12.02.2020

BESUCH EINES KOSMOPOLITEN – Ein Abend mit Sir András Schiff

Der Pianist von Weltruf und 2014 geadelte Wahl-Brite las unlängst im Blauen Haus aus seinem Buch „Musik kommt aus der Stille“ über seine Kindheit im stalinistisch geprägten Ungarn. Bürgerlich und jüdisch zu sein, war eine Art Doppelhypothek: die „falsche“ soziale Herkunft und immer verdächtig, mit dem kapitalistischen Weltjudentum zu paktieren. Trotz komplizierter Traumatisierungen der Eltern durch den Holocaust und dem bleiernen Druck des kommunistischen Regimes, durchlebte das Einzelkind eine eher behütete Kindheit.
Die Mutter spielte ausgezeichnet Klavier, der Vater, ein Gynäkologe, liebte die Geige und war ein Verehrer des polnischen Star-Violinisten und großen Humanisten Bronisław Hubermann. András Schiff gehört denn auch zum Kreis der Initiatoren des Bronisław-Huberman-Forums (Berlin/Freiburg), das 2017 gegründet wurde, und Kooperationspartner des Blauen Hauses bei der Veranstaltungsreihe „Musikalische Raritäten“ zum Thema Verfolgung-Widerstand-Exil ist.

====

* Aufgabe *
Schreibe den Bericht über den Abend mit Sir András Schiff im Anschluss an seinen letzten Satz weiter. Die anschließenden Daten stammen aus einer anderen Quelle.

[Einträge zur Beschriftung von Begrenzungsrahmen]
====

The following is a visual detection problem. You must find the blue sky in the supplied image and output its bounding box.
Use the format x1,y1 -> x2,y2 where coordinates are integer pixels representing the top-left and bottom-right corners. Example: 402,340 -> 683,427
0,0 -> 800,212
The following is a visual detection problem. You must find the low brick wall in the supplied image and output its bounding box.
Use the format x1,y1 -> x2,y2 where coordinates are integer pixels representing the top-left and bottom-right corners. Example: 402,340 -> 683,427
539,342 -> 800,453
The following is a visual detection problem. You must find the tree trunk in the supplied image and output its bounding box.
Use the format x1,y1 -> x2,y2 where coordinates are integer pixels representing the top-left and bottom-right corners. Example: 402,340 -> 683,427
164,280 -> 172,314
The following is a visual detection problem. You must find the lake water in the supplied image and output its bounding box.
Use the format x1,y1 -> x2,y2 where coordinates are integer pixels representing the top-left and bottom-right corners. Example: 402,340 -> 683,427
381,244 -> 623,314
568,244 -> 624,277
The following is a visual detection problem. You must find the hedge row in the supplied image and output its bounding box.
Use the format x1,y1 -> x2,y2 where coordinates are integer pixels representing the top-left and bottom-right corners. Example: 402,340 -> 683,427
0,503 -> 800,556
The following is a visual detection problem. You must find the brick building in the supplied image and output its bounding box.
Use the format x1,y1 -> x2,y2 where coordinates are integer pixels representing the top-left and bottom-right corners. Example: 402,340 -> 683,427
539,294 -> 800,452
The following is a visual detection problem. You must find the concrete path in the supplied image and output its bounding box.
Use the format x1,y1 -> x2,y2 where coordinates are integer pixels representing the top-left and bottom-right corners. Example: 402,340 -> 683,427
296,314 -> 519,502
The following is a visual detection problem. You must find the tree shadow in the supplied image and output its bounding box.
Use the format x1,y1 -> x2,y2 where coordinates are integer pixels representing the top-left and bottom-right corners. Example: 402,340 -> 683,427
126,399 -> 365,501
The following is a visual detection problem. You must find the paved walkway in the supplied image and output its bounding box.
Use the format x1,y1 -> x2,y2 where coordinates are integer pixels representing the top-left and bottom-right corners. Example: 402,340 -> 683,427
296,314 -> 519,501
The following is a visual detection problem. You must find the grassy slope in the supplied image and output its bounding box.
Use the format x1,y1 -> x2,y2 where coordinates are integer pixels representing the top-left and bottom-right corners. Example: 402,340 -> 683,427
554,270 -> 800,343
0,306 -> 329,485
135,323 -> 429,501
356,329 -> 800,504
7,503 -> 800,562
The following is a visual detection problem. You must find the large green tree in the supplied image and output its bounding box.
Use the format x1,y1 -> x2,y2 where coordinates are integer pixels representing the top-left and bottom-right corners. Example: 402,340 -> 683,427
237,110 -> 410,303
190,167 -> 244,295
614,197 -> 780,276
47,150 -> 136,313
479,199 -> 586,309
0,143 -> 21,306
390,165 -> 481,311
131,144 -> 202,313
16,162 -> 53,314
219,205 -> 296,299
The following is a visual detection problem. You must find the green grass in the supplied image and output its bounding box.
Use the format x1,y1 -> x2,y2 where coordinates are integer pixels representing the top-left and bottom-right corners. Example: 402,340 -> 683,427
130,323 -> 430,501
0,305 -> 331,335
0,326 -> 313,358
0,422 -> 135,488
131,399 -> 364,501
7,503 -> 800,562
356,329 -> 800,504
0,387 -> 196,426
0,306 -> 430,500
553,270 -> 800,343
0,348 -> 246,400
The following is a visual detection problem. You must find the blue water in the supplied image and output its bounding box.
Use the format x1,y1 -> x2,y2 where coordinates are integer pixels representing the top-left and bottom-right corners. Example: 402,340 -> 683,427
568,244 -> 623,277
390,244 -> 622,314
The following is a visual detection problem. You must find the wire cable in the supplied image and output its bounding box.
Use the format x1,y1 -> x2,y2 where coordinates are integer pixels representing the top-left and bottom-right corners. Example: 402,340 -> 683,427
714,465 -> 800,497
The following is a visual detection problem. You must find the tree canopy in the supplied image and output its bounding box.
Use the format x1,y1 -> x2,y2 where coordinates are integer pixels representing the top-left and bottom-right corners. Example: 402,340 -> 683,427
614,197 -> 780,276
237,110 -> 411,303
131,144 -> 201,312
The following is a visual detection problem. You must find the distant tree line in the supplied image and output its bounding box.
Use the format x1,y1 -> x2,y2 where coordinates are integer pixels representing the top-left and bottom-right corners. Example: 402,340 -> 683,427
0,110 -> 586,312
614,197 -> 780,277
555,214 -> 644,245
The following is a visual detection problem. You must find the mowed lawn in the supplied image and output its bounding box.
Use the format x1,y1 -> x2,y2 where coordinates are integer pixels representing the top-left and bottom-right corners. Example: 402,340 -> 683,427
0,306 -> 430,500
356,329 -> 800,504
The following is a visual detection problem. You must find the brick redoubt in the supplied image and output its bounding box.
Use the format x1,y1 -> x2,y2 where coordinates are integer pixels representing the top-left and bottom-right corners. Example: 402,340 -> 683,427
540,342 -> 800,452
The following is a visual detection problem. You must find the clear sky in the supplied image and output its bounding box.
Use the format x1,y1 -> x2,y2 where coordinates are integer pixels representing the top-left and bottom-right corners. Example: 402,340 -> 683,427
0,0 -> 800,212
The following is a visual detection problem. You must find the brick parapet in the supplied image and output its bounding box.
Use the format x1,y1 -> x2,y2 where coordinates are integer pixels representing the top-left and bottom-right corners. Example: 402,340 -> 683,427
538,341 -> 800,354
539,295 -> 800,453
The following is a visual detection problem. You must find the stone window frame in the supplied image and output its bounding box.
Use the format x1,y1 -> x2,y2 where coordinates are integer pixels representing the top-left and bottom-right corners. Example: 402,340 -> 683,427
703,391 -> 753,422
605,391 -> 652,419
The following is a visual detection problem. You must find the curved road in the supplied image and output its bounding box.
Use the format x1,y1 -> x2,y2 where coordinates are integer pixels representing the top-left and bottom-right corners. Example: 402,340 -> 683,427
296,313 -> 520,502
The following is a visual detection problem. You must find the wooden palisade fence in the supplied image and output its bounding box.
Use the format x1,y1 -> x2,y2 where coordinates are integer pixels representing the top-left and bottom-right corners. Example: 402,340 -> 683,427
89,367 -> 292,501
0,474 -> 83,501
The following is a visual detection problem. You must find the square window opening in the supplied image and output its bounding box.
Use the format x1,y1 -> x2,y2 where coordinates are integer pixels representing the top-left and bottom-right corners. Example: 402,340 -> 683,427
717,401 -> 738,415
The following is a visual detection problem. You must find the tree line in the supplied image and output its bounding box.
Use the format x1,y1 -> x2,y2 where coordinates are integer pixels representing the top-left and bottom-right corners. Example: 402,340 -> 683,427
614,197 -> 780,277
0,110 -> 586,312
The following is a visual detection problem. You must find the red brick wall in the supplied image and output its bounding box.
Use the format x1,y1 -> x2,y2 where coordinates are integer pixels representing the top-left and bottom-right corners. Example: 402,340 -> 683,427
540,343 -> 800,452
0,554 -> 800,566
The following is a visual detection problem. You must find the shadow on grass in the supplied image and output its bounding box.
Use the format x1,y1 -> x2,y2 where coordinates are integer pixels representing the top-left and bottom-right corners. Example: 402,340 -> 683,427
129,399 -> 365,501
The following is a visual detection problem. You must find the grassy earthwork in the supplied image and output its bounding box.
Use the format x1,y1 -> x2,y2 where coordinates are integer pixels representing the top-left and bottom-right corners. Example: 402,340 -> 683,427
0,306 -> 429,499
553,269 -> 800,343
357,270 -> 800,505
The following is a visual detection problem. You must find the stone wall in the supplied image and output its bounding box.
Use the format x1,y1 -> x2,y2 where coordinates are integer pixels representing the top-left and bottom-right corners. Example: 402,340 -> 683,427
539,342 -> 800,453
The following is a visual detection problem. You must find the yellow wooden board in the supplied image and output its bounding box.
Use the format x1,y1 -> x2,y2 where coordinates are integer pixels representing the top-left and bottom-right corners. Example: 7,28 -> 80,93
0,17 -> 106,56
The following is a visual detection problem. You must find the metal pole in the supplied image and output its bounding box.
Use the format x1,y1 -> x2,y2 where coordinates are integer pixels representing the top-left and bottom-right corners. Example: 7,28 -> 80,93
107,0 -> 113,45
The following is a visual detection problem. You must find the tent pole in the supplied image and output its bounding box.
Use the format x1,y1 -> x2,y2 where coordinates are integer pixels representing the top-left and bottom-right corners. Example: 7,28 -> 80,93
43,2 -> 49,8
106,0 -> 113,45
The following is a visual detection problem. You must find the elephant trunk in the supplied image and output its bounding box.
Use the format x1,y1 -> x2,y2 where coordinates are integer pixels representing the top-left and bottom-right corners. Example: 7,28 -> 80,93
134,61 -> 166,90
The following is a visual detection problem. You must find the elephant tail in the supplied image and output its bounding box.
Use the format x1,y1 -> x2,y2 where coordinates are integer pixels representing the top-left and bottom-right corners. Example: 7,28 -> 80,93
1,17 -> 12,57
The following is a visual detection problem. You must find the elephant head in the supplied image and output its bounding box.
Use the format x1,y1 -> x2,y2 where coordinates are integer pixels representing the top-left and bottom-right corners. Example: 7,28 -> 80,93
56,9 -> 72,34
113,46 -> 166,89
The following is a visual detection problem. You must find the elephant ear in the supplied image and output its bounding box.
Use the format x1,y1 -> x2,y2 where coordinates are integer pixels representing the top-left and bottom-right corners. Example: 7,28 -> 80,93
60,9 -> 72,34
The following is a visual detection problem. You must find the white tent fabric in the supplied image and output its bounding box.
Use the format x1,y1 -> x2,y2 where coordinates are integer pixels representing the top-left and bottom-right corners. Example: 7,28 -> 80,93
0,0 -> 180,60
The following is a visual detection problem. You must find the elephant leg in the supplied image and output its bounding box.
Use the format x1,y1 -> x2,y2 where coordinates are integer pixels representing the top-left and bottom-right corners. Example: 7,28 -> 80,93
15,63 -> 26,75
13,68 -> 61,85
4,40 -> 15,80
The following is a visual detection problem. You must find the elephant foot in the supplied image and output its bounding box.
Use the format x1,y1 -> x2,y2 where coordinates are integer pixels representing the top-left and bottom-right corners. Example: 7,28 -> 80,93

====

* Erwartete Ausgabe *
 

Bach, Mozart oder Bartók kamen also nicht zu Gehör an diesem Abend, wohl aber im zweiten Teil Musiktitel von Georg Kreisler, dem „taubenvergiftenden“ österreichisch-amerikanischen Komponisten unsterblicher Lieder über die Sterblichkeit („Der Tod muss ein Wiener sein“). Deren Anarchie und schwarzer Sprachwitz haben es András Schiff offenbar angetan, denn er kommentierte die historischen Aufnahmen im Gespräch mit seinem Freund, dem ehrenamtlichen Musikkurator des Fördervereins Dirk Nabering, mit großer Wertschätzung.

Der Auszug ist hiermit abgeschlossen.